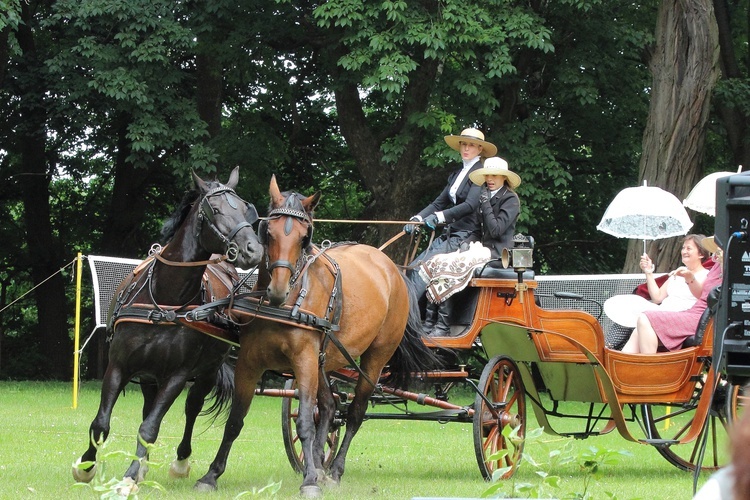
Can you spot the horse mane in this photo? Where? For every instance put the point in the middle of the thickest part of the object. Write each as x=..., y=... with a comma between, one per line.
x=170, y=226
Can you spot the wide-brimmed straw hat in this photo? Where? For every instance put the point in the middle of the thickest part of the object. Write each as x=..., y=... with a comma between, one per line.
x=471, y=135
x=710, y=244
x=495, y=166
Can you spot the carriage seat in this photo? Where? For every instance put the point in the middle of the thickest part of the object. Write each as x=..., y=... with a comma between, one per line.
x=495, y=269
x=712, y=301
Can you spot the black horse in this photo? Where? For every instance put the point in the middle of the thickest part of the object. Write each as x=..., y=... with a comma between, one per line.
x=150, y=344
x=356, y=295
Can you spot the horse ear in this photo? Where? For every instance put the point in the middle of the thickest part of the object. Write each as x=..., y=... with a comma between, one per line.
x=311, y=202
x=276, y=198
x=199, y=183
x=234, y=178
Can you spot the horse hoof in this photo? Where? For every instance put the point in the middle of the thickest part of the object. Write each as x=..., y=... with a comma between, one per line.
x=127, y=487
x=325, y=479
x=204, y=487
x=142, y=471
x=83, y=476
x=313, y=491
x=179, y=469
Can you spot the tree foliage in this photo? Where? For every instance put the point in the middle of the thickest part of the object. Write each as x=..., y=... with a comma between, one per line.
x=110, y=104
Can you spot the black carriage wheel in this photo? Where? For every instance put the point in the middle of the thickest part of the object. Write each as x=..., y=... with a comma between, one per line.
x=292, y=443
x=672, y=422
x=502, y=386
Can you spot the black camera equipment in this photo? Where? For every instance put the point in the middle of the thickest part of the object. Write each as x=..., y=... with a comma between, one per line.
x=732, y=322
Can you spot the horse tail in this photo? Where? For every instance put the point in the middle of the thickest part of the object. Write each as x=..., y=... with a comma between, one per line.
x=412, y=354
x=223, y=390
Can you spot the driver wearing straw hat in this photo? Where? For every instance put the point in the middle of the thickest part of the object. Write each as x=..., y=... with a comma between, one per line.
x=456, y=206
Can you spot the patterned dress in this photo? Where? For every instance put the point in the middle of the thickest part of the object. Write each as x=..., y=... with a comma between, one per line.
x=673, y=327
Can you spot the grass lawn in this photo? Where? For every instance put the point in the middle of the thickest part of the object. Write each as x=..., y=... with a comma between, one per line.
x=41, y=436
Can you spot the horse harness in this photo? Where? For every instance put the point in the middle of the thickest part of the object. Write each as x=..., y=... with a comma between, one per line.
x=206, y=213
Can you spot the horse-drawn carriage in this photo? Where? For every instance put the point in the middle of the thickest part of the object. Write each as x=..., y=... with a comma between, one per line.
x=334, y=316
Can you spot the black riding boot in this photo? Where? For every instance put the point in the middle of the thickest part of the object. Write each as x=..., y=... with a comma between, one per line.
x=443, y=326
x=430, y=317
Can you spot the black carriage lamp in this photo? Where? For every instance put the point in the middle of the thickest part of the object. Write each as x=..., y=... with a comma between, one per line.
x=520, y=257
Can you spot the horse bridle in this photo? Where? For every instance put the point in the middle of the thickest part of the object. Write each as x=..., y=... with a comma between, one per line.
x=206, y=213
x=292, y=214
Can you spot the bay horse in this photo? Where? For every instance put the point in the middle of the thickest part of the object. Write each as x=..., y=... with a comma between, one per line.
x=149, y=345
x=359, y=299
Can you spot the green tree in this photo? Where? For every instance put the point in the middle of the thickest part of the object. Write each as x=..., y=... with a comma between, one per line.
x=685, y=67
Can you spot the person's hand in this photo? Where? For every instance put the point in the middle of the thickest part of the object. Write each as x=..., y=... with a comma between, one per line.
x=431, y=221
x=409, y=228
x=684, y=273
x=647, y=266
x=484, y=194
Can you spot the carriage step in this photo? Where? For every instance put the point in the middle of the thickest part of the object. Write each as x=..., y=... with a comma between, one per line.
x=660, y=443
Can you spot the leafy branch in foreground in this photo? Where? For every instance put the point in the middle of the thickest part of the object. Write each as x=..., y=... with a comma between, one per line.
x=590, y=461
x=113, y=487
x=127, y=488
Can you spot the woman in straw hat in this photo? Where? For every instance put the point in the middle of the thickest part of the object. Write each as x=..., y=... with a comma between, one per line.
x=669, y=329
x=455, y=207
x=499, y=208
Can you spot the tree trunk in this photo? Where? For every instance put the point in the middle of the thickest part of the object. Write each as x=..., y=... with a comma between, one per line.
x=734, y=120
x=685, y=69
x=398, y=188
x=45, y=253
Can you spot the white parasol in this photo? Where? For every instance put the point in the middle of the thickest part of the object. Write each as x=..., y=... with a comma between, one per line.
x=702, y=198
x=647, y=213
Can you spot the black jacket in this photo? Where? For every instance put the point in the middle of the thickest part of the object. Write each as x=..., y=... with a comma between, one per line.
x=461, y=216
x=497, y=217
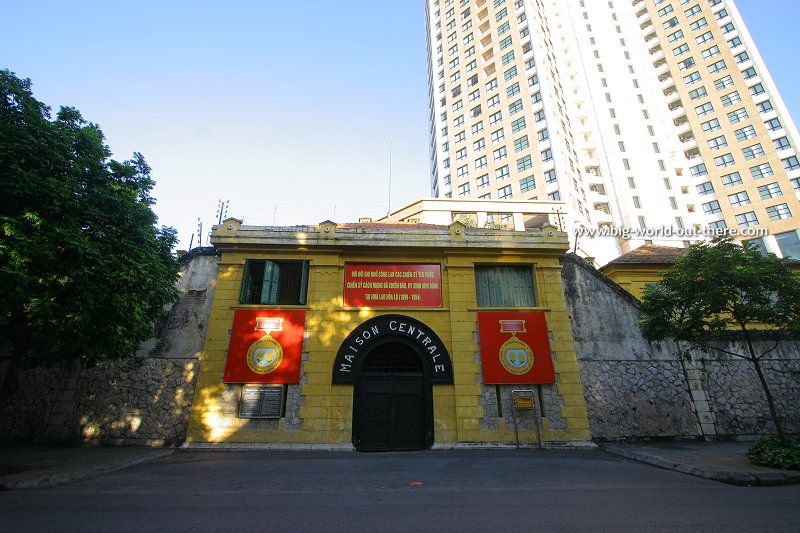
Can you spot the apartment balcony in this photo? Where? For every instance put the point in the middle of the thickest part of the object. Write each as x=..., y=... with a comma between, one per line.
x=658, y=55
x=592, y=165
x=687, y=136
x=674, y=102
x=670, y=89
x=596, y=198
x=602, y=214
x=693, y=152
x=683, y=127
x=679, y=116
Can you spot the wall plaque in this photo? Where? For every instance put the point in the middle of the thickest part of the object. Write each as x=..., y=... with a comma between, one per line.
x=260, y=401
x=392, y=285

^^^^^^^^

Your goal: No pictures should appear in the copy, and each record above is to be returned exactly.

Task result:
Can you spot the horse mane in this photo? Where? For every instance put the point in the middle of the thickest part of the object. Write each as x=..., y=... with a comma between, one per line.
x=170, y=226
Can you spot the wide-brimmed straw hat in this photo? Where? For every instance put the point in the middle of the thickest part of the object. Write each as x=..., y=... with a comma between, one per line.
x=471, y=135
x=710, y=244
x=495, y=166
Can you spot the carriage seat in this photo? Where? For every instance put the point in the middle of the thickest part of the object. Write each as x=..., y=... with a comma between, one per line.
x=495, y=269
x=712, y=301
Can you spot the black horse in this photo? Where? For every instance put the point in the middle of the thickest part of the object. Write each as x=..., y=... with a comma between, one per line.
x=150, y=344
x=356, y=295
Can you spot the horse ear in this photo? Where? For every instance put the point in the middle of the thickest part of the object. Write each as x=..., y=... with a comma between, one per line.
x=311, y=202
x=276, y=198
x=199, y=183
x=234, y=178
Can you spot the horse hoof in this photo? Where? For every instance put the point in the middle of the thickest part of the object. Write each as x=..., y=... with a comma between, one per line.
x=127, y=487
x=325, y=479
x=204, y=487
x=142, y=471
x=83, y=476
x=313, y=491
x=179, y=469
Can you spot the tree foliage in this photo? Where? For every instance put the point in the middle of the thickest part of the object. Write each as x=..., y=... with a comma between, one per line.
x=110, y=104
Can you spot the black carriage wheel in this photo? Where? For every instance put the point in the middle of the thickest part of the object. Write each as x=..., y=... with a comma between, one per line.
x=292, y=443
x=672, y=422
x=502, y=386
Can you spot the black camera equipment in this photo? Where? For every instance put the point in the middle of the thickest part of the object. Write each as x=..., y=... with a comma between, one per line.
x=732, y=322
Can you spot the horse tail in this photo? Where? For every instance put the point in the middle of the thickest part of the object. Write each as x=..., y=... with a comma between, one per line.
x=412, y=354
x=223, y=390
Can you spot the driver wearing straw hat in this photo? Where? For every instance put the point in the middle of the thickest part of the object. Write each as x=..., y=... with a comma between, one per line.
x=456, y=206
Can you spot the patterned dress in this photo? Where? For every instance put the point in the middle of the thickest part of the object. Write each as x=..., y=... with a comma between, one per line.
x=673, y=327
Can you spot the grass lawn in this photo? Where? For every instance put the point in the middle of the thickest part of the object. Write each as x=..., y=... with a comma between, one per line.
x=41, y=436
Can you spot the horse harness in this photo? Where? For every instance put the point in the middle of the thickest part of the object. Write each as x=..., y=... with a comma between, one per line.
x=206, y=213
Can you spot the horse-drawn carriage in this photo? Where? For every instance put the point in the middle of the thickest part of the object. Write each as x=..., y=... with a comma between, one per line.
x=334, y=316
Can you spot the black riding boot in this photo? Where? For every instance put the point in the middle of the thickest part of the object. Write each as x=..., y=... with a comma between, one per line.
x=443, y=326
x=430, y=317
Can you spot the black carriage lamp in this photo? Where? For every instance put the point in the middle of the thickest part of the object. Write each as x=..., y=... with a comma between, one per line.
x=520, y=257
Can you spot the horse bridle in this photo? Where? For every instance put the point in the middle of the thickest part of the object. Write each as x=..., y=... with a comma between, one per line.
x=206, y=213
x=292, y=214
Can you spot the bay horse in this photo? Where? For every instance put the point in the middle of the thickest part of the object. Write each as x=..., y=... with a comma between, one per line.
x=149, y=345
x=359, y=299
Can you spot the green tree in this photo? Where? For every instance put the point in the middle of the thickest part of the object. Write each as x=..., y=... with a comma between, one per line.
x=685, y=67
Can you spot the person's hand in this photo? Where? For every instance put the point in the middle of the thickest part of the object. Write each as x=..., y=... with a comma between, one per line.
x=431, y=221
x=409, y=228
x=684, y=273
x=647, y=266
x=484, y=194
Can you spot the carriage step in this photo? Where? For every instance put the point in the middle of the thickest part of the object. Write each as x=..., y=... with a comma between, one per line.
x=660, y=443
Can you spot the leafy branch in foreground in this photo? Where? For every instance put the point in the middle of the thickest part of the object. Write each as x=..., y=... with a comma between, one per line.
x=590, y=461
x=113, y=487
x=127, y=488
Can you spot the woman in straw hat in this photo? Where? For every instance put the point in the middle of the thickest part of the object. Write each as x=..., y=... with a comma between, one per line.
x=669, y=329
x=455, y=207
x=499, y=208
Can you spot the tree trunk in this photo? Where? For every instance put the point in the middle of the thickest part of the object. Write each as x=..., y=... with a comma between, one per line.
x=734, y=120
x=685, y=69
x=398, y=188
x=45, y=253
Can you spot the white parasol in this photo? Where? For every instance put the point in the middle of the thickest part of the object. Write each as x=..., y=... with a comma between, one per line.
x=702, y=198
x=647, y=213
Can you spot the black jacket in this photo? Where? For every instance put the point in the middle of the thickest part of the object. Write each as x=..., y=... with a comma between, one per line.
x=461, y=216
x=497, y=217
Can you spot the apartment balcony in this photo? Where? For every instance put the point in the middle of the thickest part of the object. Write each as x=..., y=... with a comma between, one per line.
x=658, y=55
x=592, y=165
x=687, y=136
x=674, y=102
x=670, y=89
x=596, y=198
x=602, y=214
x=693, y=152
x=683, y=127
x=679, y=116
Can you spot the wall plaque in this photo? Where? For every instance put the point in the middle of the thickest part of the object. Write each as x=..., y=... with a comma between, one per line.
x=260, y=401
x=392, y=285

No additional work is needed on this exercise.